----- Exercise materials

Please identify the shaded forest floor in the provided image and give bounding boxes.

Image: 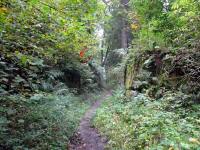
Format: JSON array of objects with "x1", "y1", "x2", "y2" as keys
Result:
[
  {"x1": 93, "y1": 89, "x2": 200, "y2": 150},
  {"x1": 69, "y1": 92, "x2": 111, "y2": 150}
]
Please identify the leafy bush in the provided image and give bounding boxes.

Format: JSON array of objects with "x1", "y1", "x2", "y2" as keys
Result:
[
  {"x1": 130, "y1": 0, "x2": 200, "y2": 51},
  {"x1": 0, "y1": 91, "x2": 89, "y2": 149},
  {"x1": 94, "y1": 90, "x2": 200, "y2": 150}
]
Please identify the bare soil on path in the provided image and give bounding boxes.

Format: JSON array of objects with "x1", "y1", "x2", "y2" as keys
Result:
[{"x1": 69, "y1": 92, "x2": 111, "y2": 150}]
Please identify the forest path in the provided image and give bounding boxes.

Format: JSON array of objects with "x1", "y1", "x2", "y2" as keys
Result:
[{"x1": 68, "y1": 92, "x2": 111, "y2": 150}]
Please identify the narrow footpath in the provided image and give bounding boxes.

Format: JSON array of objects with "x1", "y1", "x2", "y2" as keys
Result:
[{"x1": 69, "y1": 92, "x2": 111, "y2": 150}]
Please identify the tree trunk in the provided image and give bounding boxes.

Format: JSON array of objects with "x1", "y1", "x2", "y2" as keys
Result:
[
  {"x1": 120, "y1": 0, "x2": 130, "y2": 49},
  {"x1": 121, "y1": 21, "x2": 128, "y2": 49}
]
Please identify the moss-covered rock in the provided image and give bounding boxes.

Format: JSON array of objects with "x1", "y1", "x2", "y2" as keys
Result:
[{"x1": 124, "y1": 49, "x2": 200, "y2": 100}]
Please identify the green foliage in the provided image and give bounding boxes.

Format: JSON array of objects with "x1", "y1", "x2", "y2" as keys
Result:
[
  {"x1": 1, "y1": 0, "x2": 104, "y2": 61},
  {"x1": 102, "y1": 0, "x2": 132, "y2": 50},
  {"x1": 0, "y1": 90, "x2": 89, "y2": 149},
  {"x1": 102, "y1": 48, "x2": 127, "y2": 88},
  {"x1": 0, "y1": 0, "x2": 109, "y2": 149},
  {"x1": 94, "y1": 90, "x2": 200, "y2": 150},
  {"x1": 129, "y1": 0, "x2": 200, "y2": 50},
  {"x1": 131, "y1": 0, "x2": 163, "y2": 21}
]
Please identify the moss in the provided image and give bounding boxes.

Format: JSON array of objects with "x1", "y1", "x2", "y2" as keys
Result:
[{"x1": 124, "y1": 50, "x2": 148, "y2": 96}]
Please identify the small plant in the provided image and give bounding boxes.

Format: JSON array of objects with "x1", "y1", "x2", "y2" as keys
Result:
[
  {"x1": 0, "y1": 91, "x2": 89, "y2": 149},
  {"x1": 93, "y1": 90, "x2": 200, "y2": 150}
]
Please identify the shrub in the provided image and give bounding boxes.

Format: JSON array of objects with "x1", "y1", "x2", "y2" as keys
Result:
[
  {"x1": 94, "y1": 90, "x2": 200, "y2": 150},
  {"x1": 0, "y1": 91, "x2": 89, "y2": 149}
]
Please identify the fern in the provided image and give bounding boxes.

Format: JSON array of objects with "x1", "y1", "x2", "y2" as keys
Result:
[
  {"x1": 55, "y1": 88, "x2": 69, "y2": 96},
  {"x1": 54, "y1": 82, "x2": 71, "y2": 96},
  {"x1": 47, "y1": 69, "x2": 64, "y2": 80},
  {"x1": 40, "y1": 81, "x2": 53, "y2": 92},
  {"x1": 54, "y1": 82, "x2": 66, "y2": 90}
]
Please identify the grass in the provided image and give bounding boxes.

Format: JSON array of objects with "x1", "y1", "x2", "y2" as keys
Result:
[
  {"x1": 93, "y1": 89, "x2": 200, "y2": 150},
  {"x1": 0, "y1": 91, "x2": 90, "y2": 149}
]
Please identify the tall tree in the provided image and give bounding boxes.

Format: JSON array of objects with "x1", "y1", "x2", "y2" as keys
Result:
[
  {"x1": 120, "y1": 0, "x2": 131, "y2": 49},
  {"x1": 103, "y1": 0, "x2": 132, "y2": 50}
]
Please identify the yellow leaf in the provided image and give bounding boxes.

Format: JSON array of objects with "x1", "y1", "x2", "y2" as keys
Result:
[
  {"x1": 168, "y1": 147, "x2": 174, "y2": 150},
  {"x1": 131, "y1": 24, "x2": 139, "y2": 30},
  {"x1": 189, "y1": 138, "x2": 200, "y2": 145},
  {"x1": 0, "y1": 7, "x2": 8, "y2": 13}
]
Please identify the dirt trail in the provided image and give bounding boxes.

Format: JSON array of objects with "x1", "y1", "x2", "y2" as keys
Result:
[{"x1": 69, "y1": 92, "x2": 111, "y2": 150}]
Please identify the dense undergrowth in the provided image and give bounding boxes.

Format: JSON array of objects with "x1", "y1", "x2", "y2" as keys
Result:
[
  {"x1": 94, "y1": 89, "x2": 200, "y2": 150},
  {"x1": 1, "y1": 0, "x2": 200, "y2": 149},
  {"x1": 0, "y1": 1, "x2": 104, "y2": 149},
  {"x1": 0, "y1": 89, "x2": 91, "y2": 149}
]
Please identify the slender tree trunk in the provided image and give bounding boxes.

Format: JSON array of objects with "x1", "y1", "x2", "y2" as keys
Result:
[
  {"x1": 120, "y1": 0, "x2": 130, "y2": 49},
  {"x1": 101, "y1": 49, "x2": 104, "y2": 65},
  {"x1": 101, "y1": 47, "x2": 110, "y2": 67},
  {"x1": 121, "y1": 21, "x2": 128, "y2": 49}
]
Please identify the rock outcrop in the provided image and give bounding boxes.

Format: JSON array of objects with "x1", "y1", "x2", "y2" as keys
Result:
[{"x1": 124, "y1": 49, "x2": 200, "y2": 103}]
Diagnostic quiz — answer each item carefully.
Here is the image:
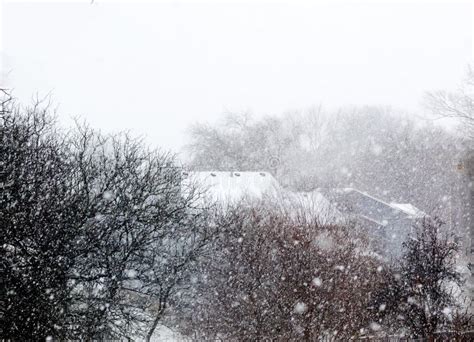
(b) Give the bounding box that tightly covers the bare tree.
[1,94,216,340]
[1,96,74,340]
[425,68,474,141]
[373,218,472,339]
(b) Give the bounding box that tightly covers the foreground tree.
[0,94,216,340]
[1,96,76,340]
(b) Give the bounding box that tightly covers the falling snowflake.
[125,269,137,279]
[294,302,308,314]
[442,307,452,316]
[369,322,381,331]
[103,191,114,201]
[312,277,322,287]
[371,143,383,156]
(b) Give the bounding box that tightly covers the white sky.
[1,0,473,151]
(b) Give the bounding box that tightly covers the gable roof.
[320,188,426,223]
[389,202,426,218]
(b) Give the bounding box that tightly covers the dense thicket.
[173,203,389,340]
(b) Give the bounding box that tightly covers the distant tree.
[373,218,472,338]
[426,68,474,141]
[185,110,317,187]
[425,69,474,261]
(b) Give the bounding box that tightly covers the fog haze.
[1,0,472,150]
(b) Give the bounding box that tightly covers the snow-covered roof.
[182,171,281,203]
[182,171,342,222]
[320,187,426,222]
[389,202,426,218]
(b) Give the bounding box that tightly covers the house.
[181,171,424,258]
[319,188,425,258]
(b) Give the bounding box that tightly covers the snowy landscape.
[1,1,474,341]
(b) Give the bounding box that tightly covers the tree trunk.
[145,308,164,342]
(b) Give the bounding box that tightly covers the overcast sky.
[1,0,472,151]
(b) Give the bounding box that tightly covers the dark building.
[321,188,425,259]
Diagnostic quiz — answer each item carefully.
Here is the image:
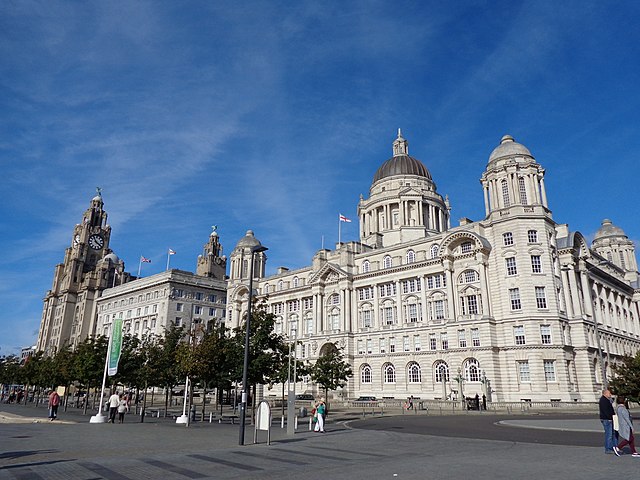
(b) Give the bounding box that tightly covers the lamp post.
[239,245,268,446]
[287,326,297,436]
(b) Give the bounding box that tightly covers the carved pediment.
[309,262,350,285]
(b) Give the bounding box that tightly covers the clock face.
[88,234,104,250]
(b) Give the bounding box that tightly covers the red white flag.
[339,214,352,223]
[140,256,151,263]
[168,249,176,255]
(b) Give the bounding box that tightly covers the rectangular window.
[305,317,313,334]
[458,329,467,348]
[153,304,158,313]
[126,310,132,318]
[535,286,547,309]
[441,333,449,350]
[518,361,531,382]
[506,257,518,276]
[288,300,300,312]
[379,283,397,297]
[514,325,526,345]
[403,336,410,352]
[402,278,421,293]
[407,304,418,323]
[357,340,364,355]
[175,317,182,327]
[136,308,141,316]
[429,334,437,350]
[208,294,217,302]
[509,288,522,310]
[414,335,421,352]
[528,230,538,243]
[195,292,203,301]
[434,300,445,320]
[303,297,314,309]
[540,324,552,344]
[367,339,373,354]
[362,310,372,328]
[384,306,394,325]
[461,242,472,253]
[503,232,514,246]
[465,295,479,315]
[544,360,556,382]
[193,305,202,315]
[471,328,480,347]
[331,314,340,330]
[209,307,216,316]
[531,255,542,273]
[358,287,374,301]
[389,338,396,353]
[175,289,184,298]
[380,338,386,354]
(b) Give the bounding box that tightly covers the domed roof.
[234,230,263,250]
[488,135,533,164]
[594,219,627,240]
[372,129,432,183]
[102,252,120,264]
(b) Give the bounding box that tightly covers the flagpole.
[166,251,171,271]
[90,323,112,423]
[338,216,341,245]
[137,256,142,277]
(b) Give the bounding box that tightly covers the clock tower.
[36,189,129,354]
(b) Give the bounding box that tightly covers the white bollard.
[294,416,298,430]
[209,412,213,423]
[281,416,285,429]
[309,416,313,431]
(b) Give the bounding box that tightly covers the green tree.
[232,299,288,408]
[157,325,186,416]
[72,336,108,414]
[610,353,640,401]
[310,343,353,403]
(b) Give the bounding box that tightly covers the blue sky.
[1,1,639,356]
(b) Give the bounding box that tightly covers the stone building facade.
[227,132,640,402]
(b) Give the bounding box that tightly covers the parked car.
[295,394,315,401]
[355,396,377,402]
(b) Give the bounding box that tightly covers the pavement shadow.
[0,449,59,460]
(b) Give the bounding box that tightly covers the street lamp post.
[287,327,297,436]
[239,245,268,446]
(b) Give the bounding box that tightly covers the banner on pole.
[107,318,123,376]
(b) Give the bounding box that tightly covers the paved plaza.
[0,403,637,479]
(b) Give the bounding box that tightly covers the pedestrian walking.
[48,389,60,421]
[314,398,326,433]
[613,395,640,457]
[117,394,129,423]
[108,391,120,424]
[599,389,616,454]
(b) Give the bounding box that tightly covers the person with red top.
[48,389,60,421]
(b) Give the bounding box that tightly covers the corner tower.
[358,129,450,248]
[196,226,227,279]
[480,135,550,219]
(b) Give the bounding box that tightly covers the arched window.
[292,276,299,288]
[277,280,284,291]
[463,358,481,382]
[383,255,393,269]
[430,244,439,259]
[384,364,396,383]
[362,260,370,273]
[264,284,271,293]
[361,364,372,384]
[519,177,528,204]
[434,361,449,382]
[406,250,416,264]
[458,270,479,284]
[501,179,510,207]
[408,362,421,383]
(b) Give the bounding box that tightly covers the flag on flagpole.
[168,249,176,255]
[339,214,352,223]
[140,256,151,263]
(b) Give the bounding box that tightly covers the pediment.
[309,262,350,285]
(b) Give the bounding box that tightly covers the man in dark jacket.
[599,389,616,454]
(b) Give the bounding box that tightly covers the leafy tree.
[0,355,21,387]
[71,336,108,413]
[310,343,353,403]
[232,299,288,408]
[610,353,640,401]
[156,325,186,416]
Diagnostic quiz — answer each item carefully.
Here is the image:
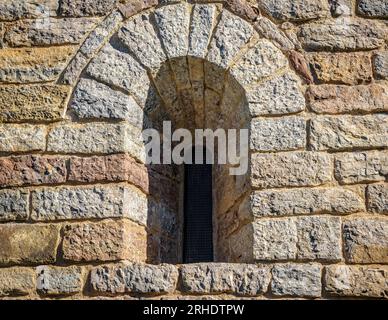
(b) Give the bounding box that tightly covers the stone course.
[0,0,386,300]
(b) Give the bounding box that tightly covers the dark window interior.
[183,148,214,263]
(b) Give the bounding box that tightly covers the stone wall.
[0,0,387,300]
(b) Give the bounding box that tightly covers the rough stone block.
[0,267,34,297]
[4,18,97,47]
[251,152,332,189]
[343,217,388,264]
[207,9,254,68]
[0,189,29,222]
[357,0,388,18]
[373,51,388,79]
[247,72,305,116]
[31,185,147,226]
[0,224,60,266]
[306,84,388,114]
[0,0,58,21]
[189,4,217,58]
[310,115,388,151]
[59,0,118,17]
[0,124,46,152]
[180,263,271,296]
[0,47,75,83]
[70,78,144,128]
[0,85,70,122]
[308,52,372,85]
[231,39,288,86]
[0,155,67,188]
[250,116,306,152]
[296,216,342,261]
[251,187,364,217]
[62,220,147,263]
[298,18,386,51]
[257,0,330,21]
[36,266,83,296]
[334,151,388,184]
[367,184,388,214]
[90,262,178,294]
[271,263,322,297]
[324,265,388,298]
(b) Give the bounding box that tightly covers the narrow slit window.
[183,148,214,263]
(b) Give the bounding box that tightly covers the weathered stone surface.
[296,216,342,261]
[373,52,388,79]
[31,185,147,225]
[288,50,314,84]
[0,189,29,222]
[310,115,388,151]
[254,17,295,51]
[298,19,386,51]
[325,265,388,298]
[207,9,254,68]
[251,187,364,217]
[0,155,66,188]
[4,18,98,47]
[60,52,89,85]
[231,39,288,86]
[0,85,70,122]
[257,0,330,21]
[0,267,34,297]
[118,12,166,72]
[86,44,150,105]
[154,3,190,58]
[47,123,144,159]
[307,83,388,114]
[90,262,178,294]
[71,78,144,128]
[367,184,388,214]
[0,0,58,21]
[118,0,158,19]
[0,47,75,83]
[343,217,388,264]
[69,154,148,193]
[80,11,123,58]
[0,224,59,266]
[189,4,217,58]
[0,124,46,152]
[308,52,372,85]
[180,263,271,295]
[59,0,118,17]
[247,73,305,116]
[62,220,147,262]
[335,151,388,184]
[357,0,388,18]
[251,152,332,189]
[253,218,298,260]
[271,263,322,297]
[250,117,306,152]
[329,0,353,16]
[36,266,83,296]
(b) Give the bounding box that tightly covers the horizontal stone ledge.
[251,151,332,189]
[334,150,388,185]
[309,114,388,152]
[0,155,67,188]
[62,219,148,263]
[343,217,388,264]
[90,262,178,295]
[324,265,388,298]
[0,223,60,266]
[180,263,271,296]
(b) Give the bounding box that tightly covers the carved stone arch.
[56,1,307,264]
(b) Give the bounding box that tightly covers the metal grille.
[183,158,214,263]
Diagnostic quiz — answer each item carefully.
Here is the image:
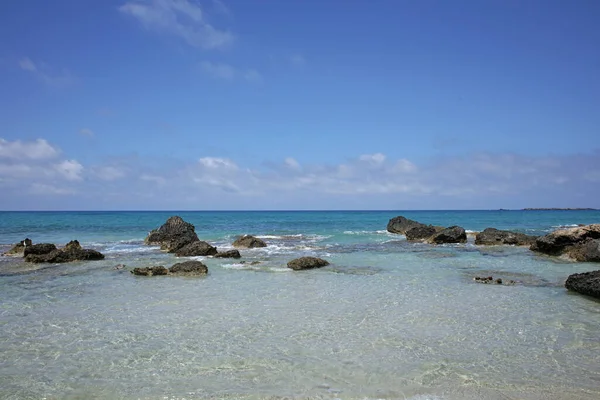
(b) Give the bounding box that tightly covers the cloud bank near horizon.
[1,138,598,210]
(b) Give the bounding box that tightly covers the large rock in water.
[145,216,199,253]
[405,225,443,241]
[475,228,537,246]
[427,226,467,244]
[131,266,169,276]
[23,243,57,257]
[287,256,329,271]
[531,224,600,256]
[565,270,600,299]
[3,238,33,256]
[232,235,266,248]
[386,216,425,234]
[169,261,208,275]
[568,239,600,262]
[214,249,241,258]
[175,241,217,257]
[25,240,104,263]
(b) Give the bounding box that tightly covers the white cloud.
[18,58,76,87]
[359,153,386,166]
[119,0,234,50]
[29,183,75,196]
[54,160,84,181]
[95,166,125,181]
[199,61,262,83]
[140,174,167,185]
[198,156,237,170]
[285,157,301,171]
[79,128,95,137]
[0,138,60,160]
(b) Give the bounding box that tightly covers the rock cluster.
[132,261,208,276]
[25,240,104,263]
[473,276,516,285]
[475,228,537,246]
[3,238,33,256]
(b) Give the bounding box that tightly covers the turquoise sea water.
[1,210,599,400]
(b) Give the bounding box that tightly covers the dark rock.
[405,225,443,241]
[287,256,329,271]
[232,235,267,248]
[169,260,208,275]
[475,228,537,246]
[386,216,426,234]
[3,238,33,256]
[565,270,600,299]
[175,241,217,257]
[131,266,168,276]
[427,226,467,244]
[25,241,104,263]
[214,249,242,258]
[531,224,600,256]
[568,239,600,262]
[145,216,199,253]
[23,243,57,257]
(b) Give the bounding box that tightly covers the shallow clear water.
[1,211,599,399]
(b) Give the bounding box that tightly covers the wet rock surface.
[427,226,467,244]
[131,266,168,276]
[232,235,267,248]
[287,256,329,271]
[531,224,600,257]
[405,225,443,241]
[475,228,537,246]
[386,216,426,234]
[214,249,242,258]
[169,261,208,275]
[145,216,200,253]
[175,241,217,257]
[565,270,600,299]
[25,240,104,263]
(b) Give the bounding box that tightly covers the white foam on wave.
[221,263,247,270]
[103,245,159,254]
[552,224,579,229]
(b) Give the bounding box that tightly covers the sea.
[0,210,599,400]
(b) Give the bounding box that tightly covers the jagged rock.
[25,240,104,263]
[386,216,425,234]
[3,238,33,256]
[169,261,208,275]
[427,226,467,244]
[214,249,242,258]
[531,224,600,256]
[145,216,199,253]
[131,266,168,276]
[175,241,217,257]
[232,235,267,248]
[565,270,600,299]
[287,256,329,271]
[475,228,537,246]
[405,225,443,241]
[568,239,600,262]
[23,243,57,257]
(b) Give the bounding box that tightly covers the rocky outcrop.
[531,224,600,257]
[3,238,33,256]
[131,266,168,276]
[475,228,537,246]
[232,235,267,248]
[386,216,425,234]
[568,239,600,262]
[427,226,467,244]
[175,241,217,257]
[169,261,208,275]
[405,225,443,241]
[145,216,199,253]
[25,240,104,263]
[23,243,57,257]
[287,256,329,271]
[565,270,600,299]
[214,249,242,258]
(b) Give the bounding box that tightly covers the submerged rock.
[405,225,443,241]
[386,216,426,234]
[568,239,600,262]
[169,261,208,275]
[473,276,515,285]
[232,235,267,248]
[145,216,200,253]
[427,226,467,244]
[131,266,168,276]
[25,240,104,263]
[214,249,242,258]
[565,270,600,299]
[475,228,537,246]
[287,256,329,271]
[3,238,33,256]
[175,241,217,257]
[531,224,600,257]
[23,243,56,257]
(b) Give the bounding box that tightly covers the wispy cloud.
[199,60,262,83]
[79,128,95,137]
[0,138,60,160]
[119,0,234,50]
[18,58,76,87]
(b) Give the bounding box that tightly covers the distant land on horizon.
[520,208,598,211]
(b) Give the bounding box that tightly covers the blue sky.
[1,0,599,210]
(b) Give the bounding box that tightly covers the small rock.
[287,256,329,271]
[232,235,267,248]
[427,226,467,244]
[131,266,168,276]
[175,241,218,257]
[169,261,208,275]
[214,249,242,258]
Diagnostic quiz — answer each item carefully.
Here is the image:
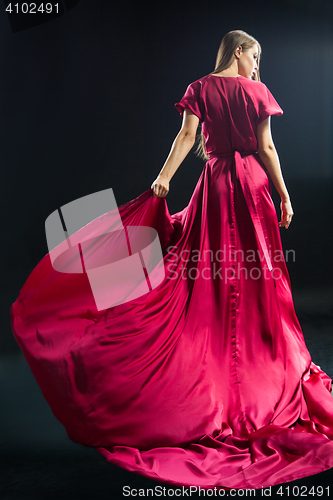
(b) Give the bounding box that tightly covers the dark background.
[1,0,333,498]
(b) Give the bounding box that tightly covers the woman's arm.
[257,116,289,200]
[151,110,199,198]
[257,116,294,229]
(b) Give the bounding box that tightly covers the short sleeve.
[174,80,204,123]
[256,83,283,125]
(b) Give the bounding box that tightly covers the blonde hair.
[195,30,262,161]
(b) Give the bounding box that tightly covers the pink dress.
[10,74,333,489]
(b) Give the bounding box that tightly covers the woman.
[152,31,294,235]
[11,30,333,490]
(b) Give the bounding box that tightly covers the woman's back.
[175,74,283,156]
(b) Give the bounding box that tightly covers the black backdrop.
[1,1,333,498]
[2,0,333,351]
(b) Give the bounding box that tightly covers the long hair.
[195,30,262,161]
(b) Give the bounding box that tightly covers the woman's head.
[211,30,261,81]
[195,30,262,161]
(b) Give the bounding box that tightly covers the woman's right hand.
[151,175,170,198]
[279,197,294,229]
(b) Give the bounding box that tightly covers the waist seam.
[208,150,258,158]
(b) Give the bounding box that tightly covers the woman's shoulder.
[238,77,275,94]
[233,76,267,90]
[183,75,210,89]
[237,77,275,103]
[239,78,283,120]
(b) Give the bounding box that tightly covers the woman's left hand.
[279,198,294,229]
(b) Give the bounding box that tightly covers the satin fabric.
[10,74,333,489]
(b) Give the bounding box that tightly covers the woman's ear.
[234,45,242,59]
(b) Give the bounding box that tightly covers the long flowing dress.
[10,74,333,490]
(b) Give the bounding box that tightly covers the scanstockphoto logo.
[45,188,165,312]
[165,245,295,282]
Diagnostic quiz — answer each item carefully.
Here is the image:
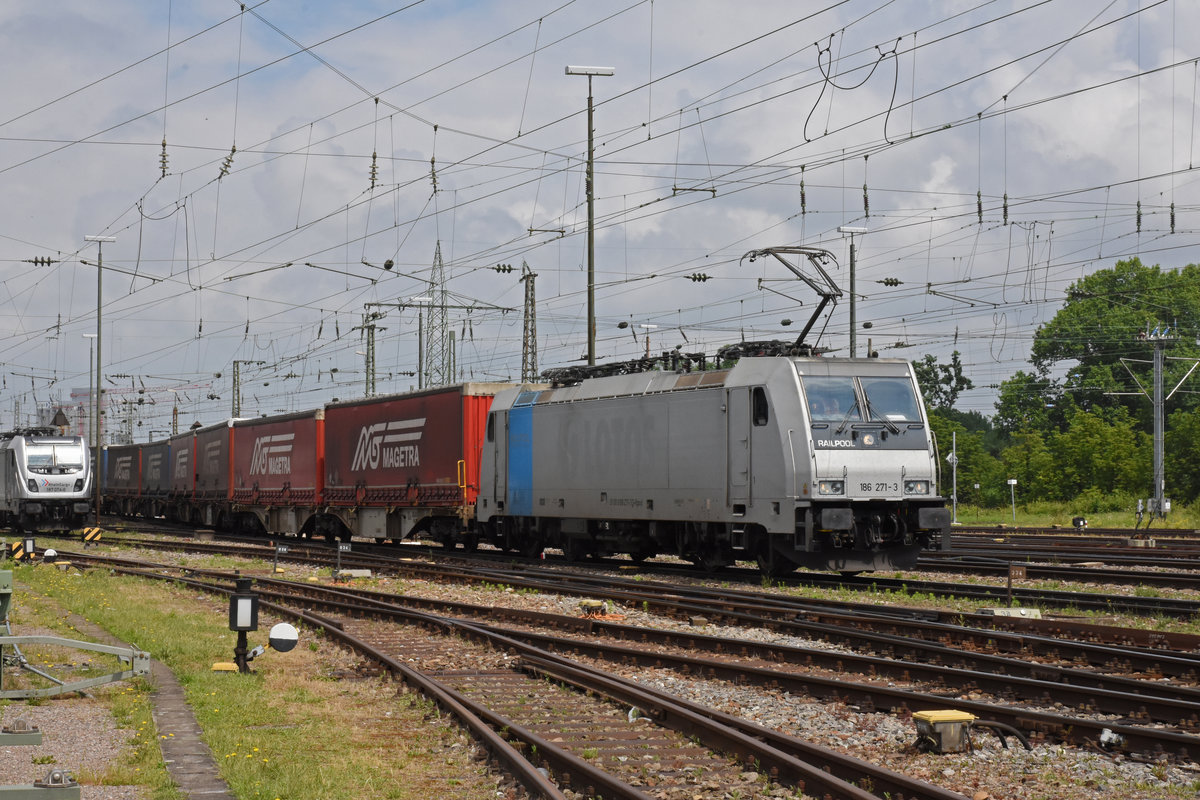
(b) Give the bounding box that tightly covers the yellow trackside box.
[913,709,976,753]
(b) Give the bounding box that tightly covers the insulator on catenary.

----------

▶ Your goal
Go over the listing above and copy out each line that includes "forest".

▶ Solved problem
Please identify the shaded forest floor in the provided image and give bounding boxes.
Please identify the forest path in the provided image and give bounding boxes.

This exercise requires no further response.